── Available records ──
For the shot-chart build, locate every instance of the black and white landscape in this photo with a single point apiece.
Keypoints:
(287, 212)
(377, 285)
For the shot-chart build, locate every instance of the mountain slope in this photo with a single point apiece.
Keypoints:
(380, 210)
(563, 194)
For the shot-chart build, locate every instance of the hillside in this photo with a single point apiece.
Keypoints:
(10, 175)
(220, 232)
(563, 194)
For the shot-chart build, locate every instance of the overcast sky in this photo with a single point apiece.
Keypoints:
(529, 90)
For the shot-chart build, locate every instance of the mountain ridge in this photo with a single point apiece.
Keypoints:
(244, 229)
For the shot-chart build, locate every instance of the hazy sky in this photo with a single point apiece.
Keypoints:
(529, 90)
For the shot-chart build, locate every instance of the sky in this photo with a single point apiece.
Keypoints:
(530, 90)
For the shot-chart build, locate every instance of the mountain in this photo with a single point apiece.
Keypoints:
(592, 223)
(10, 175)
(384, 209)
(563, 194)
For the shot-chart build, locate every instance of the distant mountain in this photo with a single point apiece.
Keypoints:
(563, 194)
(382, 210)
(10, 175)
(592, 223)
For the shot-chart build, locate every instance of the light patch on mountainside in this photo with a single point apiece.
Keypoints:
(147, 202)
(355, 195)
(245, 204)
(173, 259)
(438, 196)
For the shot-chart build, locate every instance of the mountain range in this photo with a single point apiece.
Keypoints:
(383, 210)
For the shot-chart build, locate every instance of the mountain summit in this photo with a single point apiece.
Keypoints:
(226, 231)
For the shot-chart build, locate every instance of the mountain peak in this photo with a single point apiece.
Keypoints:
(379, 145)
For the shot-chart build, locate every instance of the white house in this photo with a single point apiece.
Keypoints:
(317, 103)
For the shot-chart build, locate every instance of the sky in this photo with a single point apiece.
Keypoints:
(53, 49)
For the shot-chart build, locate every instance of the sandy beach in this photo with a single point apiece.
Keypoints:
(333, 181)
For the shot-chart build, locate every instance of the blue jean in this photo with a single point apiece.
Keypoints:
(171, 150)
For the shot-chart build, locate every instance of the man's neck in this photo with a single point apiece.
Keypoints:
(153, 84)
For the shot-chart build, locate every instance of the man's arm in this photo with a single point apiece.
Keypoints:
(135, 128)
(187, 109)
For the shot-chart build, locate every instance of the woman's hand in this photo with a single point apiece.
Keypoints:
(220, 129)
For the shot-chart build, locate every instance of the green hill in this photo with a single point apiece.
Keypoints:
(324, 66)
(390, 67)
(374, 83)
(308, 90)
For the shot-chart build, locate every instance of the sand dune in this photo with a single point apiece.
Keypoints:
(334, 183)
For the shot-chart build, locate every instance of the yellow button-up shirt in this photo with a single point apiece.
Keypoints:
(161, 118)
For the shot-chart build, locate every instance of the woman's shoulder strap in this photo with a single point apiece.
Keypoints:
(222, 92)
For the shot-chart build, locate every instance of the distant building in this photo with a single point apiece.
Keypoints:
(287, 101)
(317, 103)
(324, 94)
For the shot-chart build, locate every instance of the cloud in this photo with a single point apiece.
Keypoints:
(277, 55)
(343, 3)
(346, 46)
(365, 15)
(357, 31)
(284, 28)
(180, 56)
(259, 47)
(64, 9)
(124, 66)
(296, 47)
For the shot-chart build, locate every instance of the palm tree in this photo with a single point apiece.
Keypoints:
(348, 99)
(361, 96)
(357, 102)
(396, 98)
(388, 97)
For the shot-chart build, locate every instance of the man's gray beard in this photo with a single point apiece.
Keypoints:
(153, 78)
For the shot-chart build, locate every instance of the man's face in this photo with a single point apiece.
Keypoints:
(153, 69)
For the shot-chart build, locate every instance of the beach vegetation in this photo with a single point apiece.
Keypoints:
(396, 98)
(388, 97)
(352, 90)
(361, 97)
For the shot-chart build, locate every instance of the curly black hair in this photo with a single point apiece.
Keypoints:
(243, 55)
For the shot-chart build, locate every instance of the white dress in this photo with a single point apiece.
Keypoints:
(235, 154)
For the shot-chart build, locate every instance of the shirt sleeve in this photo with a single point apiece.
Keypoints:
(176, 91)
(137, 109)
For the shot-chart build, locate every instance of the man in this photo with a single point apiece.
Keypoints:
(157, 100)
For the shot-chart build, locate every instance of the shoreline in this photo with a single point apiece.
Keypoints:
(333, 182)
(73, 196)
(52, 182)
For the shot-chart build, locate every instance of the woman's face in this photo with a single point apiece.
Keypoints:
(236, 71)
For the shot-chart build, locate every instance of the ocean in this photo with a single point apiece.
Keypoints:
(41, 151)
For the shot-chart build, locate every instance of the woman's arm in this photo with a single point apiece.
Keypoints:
───
Exercise: Reproduce each record shown above without altering a single word.

Reply to the task:
For the shot-chart build, locate every instance of the black and white landscape in this photo with a single point apiece.
Keypoints:
(287, 212)
(377, 285)
For the shot-chart build, locate every instance of the mountain slope in this photo with a single point apiece.
Keypoints:
(380, 210)
(563, 194)
For the shot-chart build, locate every instance of the hillside in this photo with a single point apiece.
Keypoints:
(10, 175)
(220, 232)
(563, 194)
For the shot-chart build, locate every instance of the overcast sky in this photo with a single point apiece.
Keypoints:
(529, 90)
For the shot-chart build, locate every instance of the mountain ridge in this photo with a single point apiece.
Keypoints:
(244, 229)
For the shot-chart build, locate every instance of the hazy sky in this photo with a single point apiece.
Keypoints:
(529, 90)
For the shot-chart build, locate every instance of the sky in this photo with a single point apiece.
Keypoints:
(530, 90)
For the shot-chart build, locate every instance of the mountain in this photo with a single point apiece.
Keypoints:
(592, 223)
(10, 175)
(384, 209)
(563, 194)
For the shot-chart build, locate every instance of the distant mountain in this photo with a single point apiece.
Keypoints:
(563, 194)
(382, 210)
(10, 175)
(592, 223)
For the shot-chart build, locate every instance of the light patch on mountainside in this photo with a single point apiece.
Keypoints:
(147, 202)
(355, 195)
(245, 204)
(173, 259)
(438, 196)
For the shot-chart build, locate every instance of the mountain range in this photo with a single point apiece.
Keypoints:
(383, 210)
For the shot-chart build, locate every instance of the mountain summit in this photo with a single point apiece.
Keypoints:
(226, 231)
For the shot-chart build, locate every instance of the mountain peak in this photo with a single point apiece.
Keypoints:
(379, 145)
For the shot-chart build, locate every instance of the white house in this photo with a single point apiece.
Keypoints:
(317, 103)
For the shot-chart build, locate every instance of the sky in this photo with a single point apiece.
Keypoints:
(53, 49)
For the shot-chart build, locate every instance of the sandy beach in this photo with a single point apiece.
Keypoints:
(333, 181)
For the shot-chart build, locate every instance of the blue jean in this photo with a single point apiece.
Keypoints:
(171, 150)
For the shot-chart build, locate every instance of the man's neck in this photo with a single point apiece.
Keypoints:
(153, 84)
For the shot-chart build, locate every instance of the man's arm in this photo with a single point apiece.
Keypoints:
(135, 128)
(187, 109)
For the shot-chart build, locate every instance of the woman's hand in this photo with a single point apiece.
Keypoints:
(220, 129)
For the shot-chart build, locate every instance of the green hill in this photo with a single point apiece.
Keypoints:
(324, 66)
(390, 67)
(374, 83)
(308, 90)
For the shot-chart build, locate every instance of the sand dune in this photo with a single point apiece.
Keypoints:
(334, 183)
For the shot-chart build, locate every instance of the yellow button-up shirt in this photo with a single point apiece.
Keypoints:
(161, 118)
For the shot-chart build, locate every instance of the woman's shoulder strap in this photo with a single point apiece.
Keypoints:
(222, 92)
For the shot-chart build, locate every instance of the distant building in this photo with a single point apiece.
Keypoints:
(287, 101)
(317, 103)
(324, 94)
For the shot-chart build, locate every instance of the cloud in this photo with a single point apiece.
Keypoints:
(277, 55)
(343, 3)
(346, 46)
(365, 15)
(357, 31)
(284, 28)
(180, 56)
(259, 47)
(64, 9)
(124, 66)
(296, 47)
For the shot-chart build, locate every instance of the palm tree in this photo with a single point apiece.
Keypoints:
(348, 99)
(361, 96)
(357, 102)
(396, 98)
(388, 97)
For the shot-chart build, locate every instance of the man's gray beard in this photo with a single point apiece.
Keypoints:
(153, 78)
For the shot-chart build, locate every instance of the man's face in this photo with a single point apiece.
Keypoints:
(153, 69)
For the shot-chart build, locate every instance of the beach vegetation in this photo with a single point apiece.
Keypoints:
(396, 98)
(388, 97)
(352, 90)
(361, 97)
For the shot-chart build, locate every instance of the curly black hair in this photo with a single point apiece.
Keypoints:
(243, 55)
For the shot-chart build, locate every instance of the white dress in this photo with a single point apiece.
Keypoints:
(235, 154)
For the shot-chart build, locate every instance of the shirt sleeve in this photo with a single point apiece.
Keypoints:
(176, 91)
(137, 109)
For the shot-chart build, locate every instance of the man in this photo with a single point apiece.
Keypoints:
(157, 100)
For the shot-chart build, locate every instance of the shoreline in this photo with a single point apiece.
Keypoints:
(333, 182)
(73, 196)
(52, 182)
For the shot-chart build, locate every instance of the woman's face in this photo with a single point apiece.
Keypoints:
(236, 71)
For the shot-chart build, locate every instance of the ocean in this photo with a single point apiece.
Keypoints:
(41, 151)
For the shot-chart build, locate every instance of the woman's arm in this photo with a single point apiece.
Keypoints:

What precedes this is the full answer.